| JOB |
Copy every line of the records below, from the one containing "scan for wooden floor" down to the one containing "[0,190,400,267]", both included, and nothing else.

| DATASET ROWS |
::::::::::

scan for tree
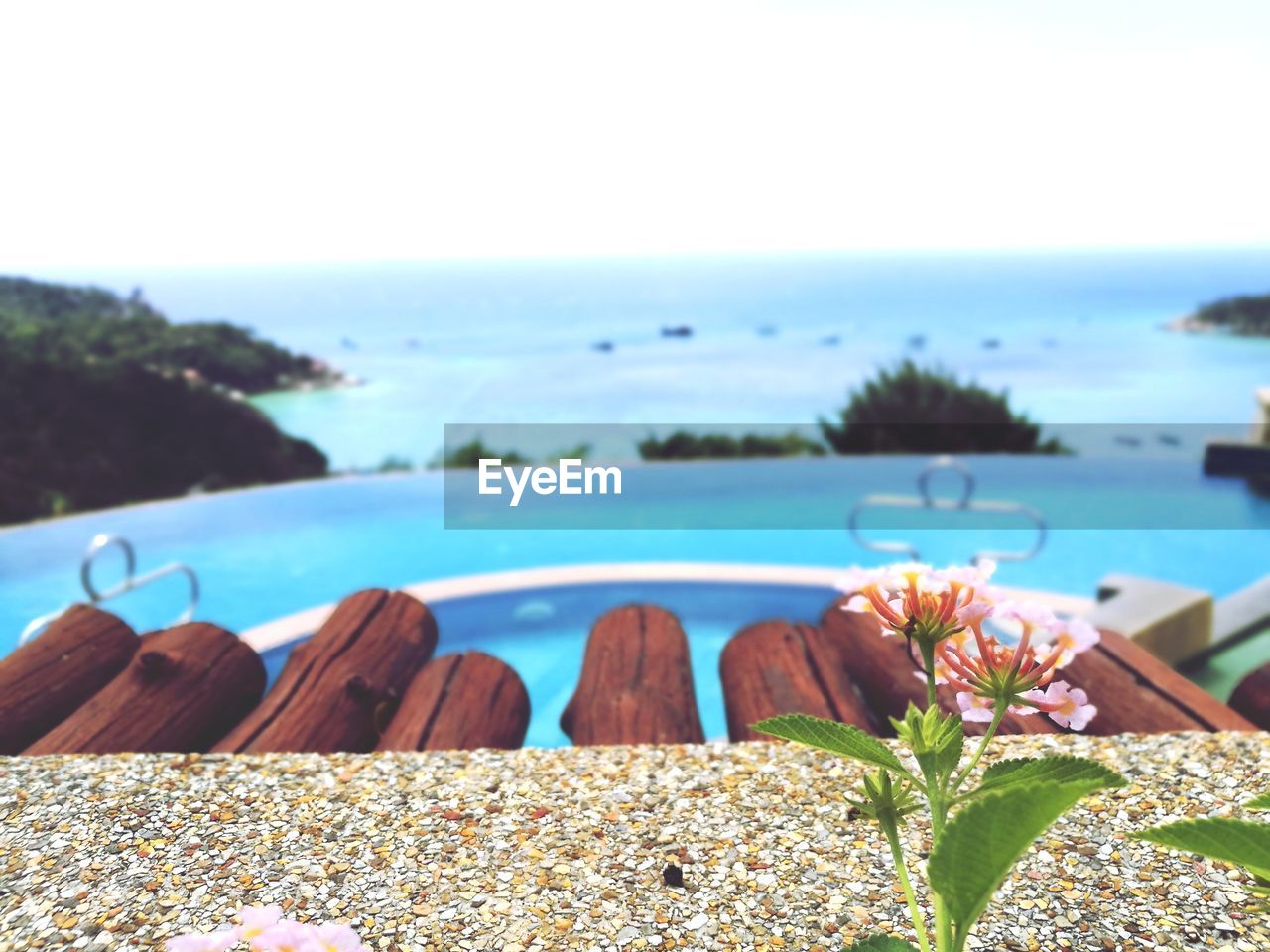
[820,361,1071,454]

::::::::::

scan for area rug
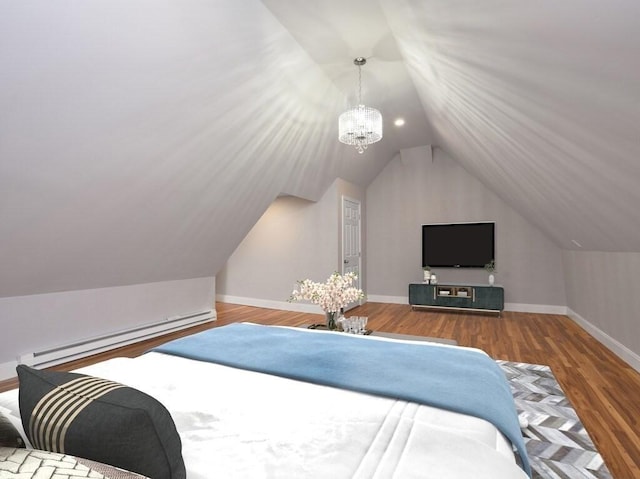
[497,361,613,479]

::::::::::

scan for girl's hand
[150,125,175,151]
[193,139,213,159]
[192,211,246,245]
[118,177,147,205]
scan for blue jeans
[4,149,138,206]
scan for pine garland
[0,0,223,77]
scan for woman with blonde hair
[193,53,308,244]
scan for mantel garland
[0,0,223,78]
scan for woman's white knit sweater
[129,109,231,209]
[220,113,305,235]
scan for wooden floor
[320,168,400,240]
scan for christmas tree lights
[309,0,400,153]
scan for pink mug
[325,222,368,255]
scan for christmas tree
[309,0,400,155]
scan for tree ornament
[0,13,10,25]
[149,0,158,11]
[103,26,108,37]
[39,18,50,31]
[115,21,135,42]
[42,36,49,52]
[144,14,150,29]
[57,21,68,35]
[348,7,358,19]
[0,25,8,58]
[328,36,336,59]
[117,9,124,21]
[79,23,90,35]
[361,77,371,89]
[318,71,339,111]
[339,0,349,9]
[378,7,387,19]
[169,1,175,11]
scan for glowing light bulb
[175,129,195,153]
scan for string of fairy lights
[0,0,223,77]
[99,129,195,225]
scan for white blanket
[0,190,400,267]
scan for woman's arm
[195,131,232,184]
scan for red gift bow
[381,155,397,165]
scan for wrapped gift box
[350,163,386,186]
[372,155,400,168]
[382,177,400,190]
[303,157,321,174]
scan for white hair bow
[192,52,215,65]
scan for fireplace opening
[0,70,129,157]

::::::::::

| EXPECTED ANSWER |
scan for wooden floor
[320,168,400,240]
scan for christmas tree lights
[309,0,400,153]
scan for pink mug
[325,222,368,255]
scan for christmas tree
[309,0,400,155]
scan for tree ornament
[0,13,10,25]
[149,0,158,11]
[103,26,108,37]
[39,18,50,31]
[115,21,135,42]
[42,36,49,52]
[144,14,150,29]
[57,21,68,35]
[348,7,358,19]
[0,25,8,58]
[328,36,336,59]
[117,9,124,21]
[79,23,90,35]
[361,77,371,89]
[318,71,339,111]
[339,0,349,9]
[378,7,387,19]
[169,1,175,11]
scan for glowing light bulb
[175,129,195,153]
scan for string of fairy lights
[0,0,223,77]
[99,129,195,225]
scan for white blanket
[0,190,400,267]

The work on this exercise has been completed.